● Work instructions
Can you reproduce, word for word, the lines of the material below that begin with the line containing "form: point(206, 398)." and continue through the line containing "Target: brown horse", including both of those lines?

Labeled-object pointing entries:
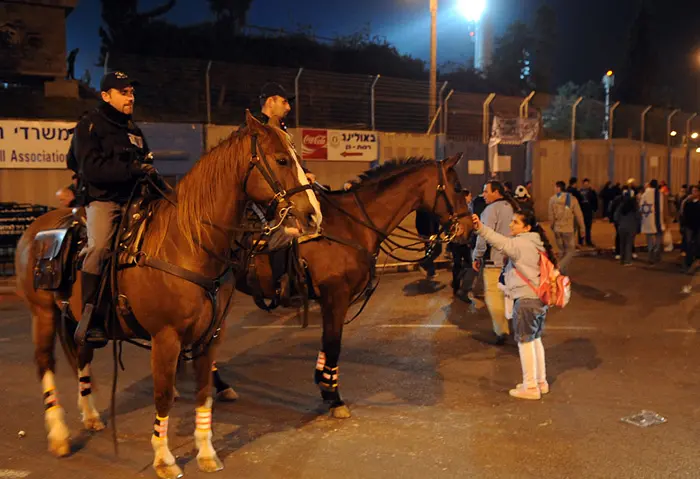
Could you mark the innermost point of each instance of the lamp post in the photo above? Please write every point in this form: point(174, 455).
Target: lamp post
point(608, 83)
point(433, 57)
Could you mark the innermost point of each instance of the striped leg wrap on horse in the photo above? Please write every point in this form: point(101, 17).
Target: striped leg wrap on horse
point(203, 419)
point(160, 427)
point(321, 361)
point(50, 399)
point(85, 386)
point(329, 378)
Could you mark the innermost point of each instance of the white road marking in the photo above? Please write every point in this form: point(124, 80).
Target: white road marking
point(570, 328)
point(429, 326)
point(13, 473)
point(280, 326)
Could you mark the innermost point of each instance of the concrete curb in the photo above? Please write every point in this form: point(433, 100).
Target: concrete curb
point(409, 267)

* * *

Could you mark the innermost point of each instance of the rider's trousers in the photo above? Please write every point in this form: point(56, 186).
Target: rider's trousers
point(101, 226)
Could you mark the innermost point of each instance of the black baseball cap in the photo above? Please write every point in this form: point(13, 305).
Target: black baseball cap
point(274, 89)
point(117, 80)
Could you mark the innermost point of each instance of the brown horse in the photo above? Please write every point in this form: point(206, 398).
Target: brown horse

● Written response
Could you mark the innermost point of each instance of the brown horse in the photo above? Please write every point in this form: point(206, 398).
Target: brown horse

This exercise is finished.